* **Aim**:
Lines from the one containing "cloudy sky in the photo above." through the end of the data are to be returned exactly, and no others.

* **Data rows**:
******

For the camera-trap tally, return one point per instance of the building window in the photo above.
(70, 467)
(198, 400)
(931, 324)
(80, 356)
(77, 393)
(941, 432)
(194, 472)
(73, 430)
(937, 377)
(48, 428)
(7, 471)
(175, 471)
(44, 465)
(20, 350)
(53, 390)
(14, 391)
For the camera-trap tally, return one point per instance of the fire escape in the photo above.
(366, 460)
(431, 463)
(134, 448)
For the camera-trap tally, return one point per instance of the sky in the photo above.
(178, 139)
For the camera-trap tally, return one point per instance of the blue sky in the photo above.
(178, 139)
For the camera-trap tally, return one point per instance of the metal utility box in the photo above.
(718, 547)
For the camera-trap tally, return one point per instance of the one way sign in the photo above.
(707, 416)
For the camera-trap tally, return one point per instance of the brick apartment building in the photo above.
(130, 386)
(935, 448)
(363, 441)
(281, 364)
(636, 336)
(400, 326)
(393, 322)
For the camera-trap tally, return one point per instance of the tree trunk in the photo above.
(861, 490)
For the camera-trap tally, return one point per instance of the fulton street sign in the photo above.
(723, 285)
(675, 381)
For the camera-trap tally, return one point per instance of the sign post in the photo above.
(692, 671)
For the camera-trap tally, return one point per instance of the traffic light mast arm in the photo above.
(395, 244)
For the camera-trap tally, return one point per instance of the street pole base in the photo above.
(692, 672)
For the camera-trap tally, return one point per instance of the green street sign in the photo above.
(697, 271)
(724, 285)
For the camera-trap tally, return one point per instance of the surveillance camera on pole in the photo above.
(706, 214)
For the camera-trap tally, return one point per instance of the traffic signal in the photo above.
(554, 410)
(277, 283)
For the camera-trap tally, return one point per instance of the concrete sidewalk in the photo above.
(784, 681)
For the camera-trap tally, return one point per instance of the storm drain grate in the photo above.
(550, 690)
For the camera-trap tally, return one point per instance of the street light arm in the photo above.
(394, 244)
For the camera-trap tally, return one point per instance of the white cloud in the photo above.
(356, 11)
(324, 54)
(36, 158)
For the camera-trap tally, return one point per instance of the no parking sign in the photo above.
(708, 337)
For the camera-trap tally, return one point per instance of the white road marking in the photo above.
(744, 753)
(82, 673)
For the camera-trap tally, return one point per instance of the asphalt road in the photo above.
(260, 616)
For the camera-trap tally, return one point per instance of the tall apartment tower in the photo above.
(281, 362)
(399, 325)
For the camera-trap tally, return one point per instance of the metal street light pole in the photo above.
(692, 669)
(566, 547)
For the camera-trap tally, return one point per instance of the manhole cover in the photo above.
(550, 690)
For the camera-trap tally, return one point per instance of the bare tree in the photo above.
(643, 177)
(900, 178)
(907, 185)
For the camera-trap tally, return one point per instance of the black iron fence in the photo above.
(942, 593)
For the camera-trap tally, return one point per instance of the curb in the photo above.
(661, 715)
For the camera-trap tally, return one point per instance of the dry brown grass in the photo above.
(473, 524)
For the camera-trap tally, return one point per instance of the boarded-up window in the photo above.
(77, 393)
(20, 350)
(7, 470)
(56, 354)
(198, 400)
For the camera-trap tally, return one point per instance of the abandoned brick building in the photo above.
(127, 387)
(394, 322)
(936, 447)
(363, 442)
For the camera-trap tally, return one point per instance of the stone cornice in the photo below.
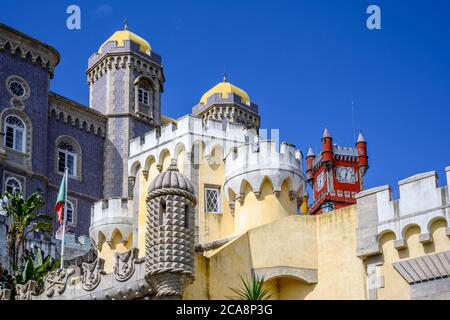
(120, 60)
(77, 114)
(26, 46)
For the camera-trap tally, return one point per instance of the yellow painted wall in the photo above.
(341, 273)
(142, 215)
(293, 289)
(290, 241)
(326, 243)
(395, 287)
(253, 212)
(212, 173)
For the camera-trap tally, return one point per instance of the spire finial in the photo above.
(360, 138)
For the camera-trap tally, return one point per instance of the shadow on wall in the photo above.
(289, 288)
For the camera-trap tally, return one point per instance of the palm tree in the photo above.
(36, 268)
(251, 290)
(23, 219)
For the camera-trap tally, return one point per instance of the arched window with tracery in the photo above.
(15, 133)
(13, 185)
(68, 155)
(70, 213)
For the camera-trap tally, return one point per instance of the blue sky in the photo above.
(303, 62)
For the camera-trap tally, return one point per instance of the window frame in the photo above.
(15, 129)
(11, 178)
(72, 221)
(145, 93)
(76, 152)
(218, 198)
(67, 153)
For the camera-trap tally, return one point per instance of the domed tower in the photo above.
(327, 147)
(226, 101)
(336, 175)
(125, 78)
(363, 159)
(309, 165)
(169, 245)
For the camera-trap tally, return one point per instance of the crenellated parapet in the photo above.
(108, 217)
(254, 163)
(26, 47)
(421, 203)
(183, 136)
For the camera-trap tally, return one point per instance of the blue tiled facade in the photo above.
(46, 127)
(99, 134)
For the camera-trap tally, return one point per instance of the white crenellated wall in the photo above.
(111, 215)
(421, 202)
(189, 131)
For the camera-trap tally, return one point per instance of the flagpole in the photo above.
(64, 219)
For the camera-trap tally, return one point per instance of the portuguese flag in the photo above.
(61, 201)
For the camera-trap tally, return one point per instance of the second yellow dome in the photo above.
(224, 88)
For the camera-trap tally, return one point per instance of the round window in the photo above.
(17, 88)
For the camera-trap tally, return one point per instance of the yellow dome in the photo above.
(225, 88)
(121, 36)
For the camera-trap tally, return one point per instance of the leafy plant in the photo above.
(251, 290)
(23, 219)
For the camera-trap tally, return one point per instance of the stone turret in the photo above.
(170, 234)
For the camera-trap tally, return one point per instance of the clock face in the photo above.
(320, 180)
(346, 174)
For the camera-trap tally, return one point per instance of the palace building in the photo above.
(164, 208)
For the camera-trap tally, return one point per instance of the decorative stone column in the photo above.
(169, 239)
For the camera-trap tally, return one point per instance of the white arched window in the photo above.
(15, 133)
(70, 213)
(12, 185)
(144, 94)
(67, 158)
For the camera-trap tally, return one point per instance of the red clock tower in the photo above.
(336, 175)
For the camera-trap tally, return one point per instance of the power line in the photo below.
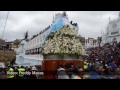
(5, 24)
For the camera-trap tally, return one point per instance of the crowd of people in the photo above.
(100, 63)
(21, 72)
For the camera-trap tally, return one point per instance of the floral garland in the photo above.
(64, 41)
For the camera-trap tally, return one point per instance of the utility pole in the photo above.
(5, 24)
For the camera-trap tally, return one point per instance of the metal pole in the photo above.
(5, 24)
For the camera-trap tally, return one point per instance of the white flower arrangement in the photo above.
(64, 41)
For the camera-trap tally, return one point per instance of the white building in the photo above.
(112, 32)
(90, 42)
(29, 52)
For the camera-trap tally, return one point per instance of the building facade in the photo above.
(112, 34)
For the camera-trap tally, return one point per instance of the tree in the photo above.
(17, 42)
(99, 40)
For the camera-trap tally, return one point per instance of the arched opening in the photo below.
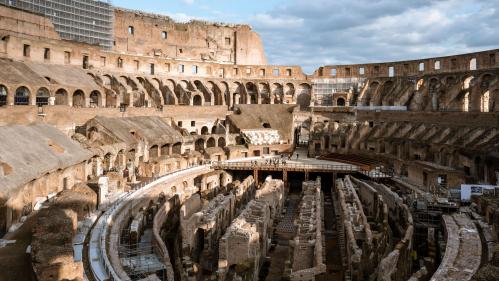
(252, 92)
(466, 102)
(61, 97)
(278, 93)
(22, 96)
(198, 246)
(221, 142)
(78, 99)
(485, 102)
(264, 93)
(120, 159)
(95, 99)
(3, 95)
(303, 97)
(197, 101)
(93, 134)
(106, 163)
(42, 97)
(131, 155)
(204, 130)
(177, 148)
(211, 142)
(240, 140)
(153, 152)
(199, 145)
(165, 149)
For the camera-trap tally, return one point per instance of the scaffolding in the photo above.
(138, 257)
(324, 89)
(86, 21)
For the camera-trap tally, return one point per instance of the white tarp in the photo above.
(468, 190)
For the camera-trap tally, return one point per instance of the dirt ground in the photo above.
(15, 264)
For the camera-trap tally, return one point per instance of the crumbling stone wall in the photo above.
(244, 245)
(52, 248)
(308, 260)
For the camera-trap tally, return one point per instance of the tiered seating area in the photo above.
(359, 160)
(262, 136)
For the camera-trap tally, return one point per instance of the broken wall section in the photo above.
(245, 244)
(308, 259)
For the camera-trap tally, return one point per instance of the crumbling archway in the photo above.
(78, 99)
(42, 97)
(22, 96)
(61, 97)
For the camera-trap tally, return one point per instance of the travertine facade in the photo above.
(147, 121)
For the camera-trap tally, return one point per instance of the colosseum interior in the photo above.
(147, 149)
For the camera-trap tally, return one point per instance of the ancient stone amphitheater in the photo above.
(133, 147)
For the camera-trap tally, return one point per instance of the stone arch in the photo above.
(199, 144)
(340, 102)
(4, 93)
(107, 80)
(211, 142)
(22, 96)
(207, 95)
(42, 96)
(61, 97)
(120, 159)
(277, 93)
(95, 99)
(289, 89)
(177, 148)
(384, 93)
(205, 130)
(78, 98)
(225, 91)
(304, 96)
(240, 140)
(239, 95)
(165, 149)
(154, 152)
(467, 81)
(369, 95)
(264, 92)
(218, 97)
(326, 142)
(168, 91)
(221, 142)
(197, 100)
(106, 162)
(112, 99)
(252, 92)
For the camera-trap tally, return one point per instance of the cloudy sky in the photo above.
(311, 33)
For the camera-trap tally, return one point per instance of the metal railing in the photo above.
(107, 219)
(285, 166)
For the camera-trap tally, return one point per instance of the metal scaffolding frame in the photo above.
(86, 21)
(138, 257)
(323, 89)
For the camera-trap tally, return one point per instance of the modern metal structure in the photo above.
(86, 21)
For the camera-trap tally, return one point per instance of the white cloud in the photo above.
(266, 21)
(314, 33)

******

* **Exercise result**:
For the camera-trap tally, return one point per instance of the cloudy sky in the photo above.
(311, 33)
For the camera-trap tally, return one point per instance of the metal railing in the photo above.
(107, 219)
(285, 166)
For the camera-trap tally, return one point per instance of the metal scaffolding frame in the photo above.
(86, 21)
(138, 257)
(323, 89)
For the camera-trap tally, return one point per instance of the modern metal structure in the photo above.
(86, 21)
For the camera-trap tally, return one point per instance of the white cloud in the photo above.
(266, 21)
(314, 33)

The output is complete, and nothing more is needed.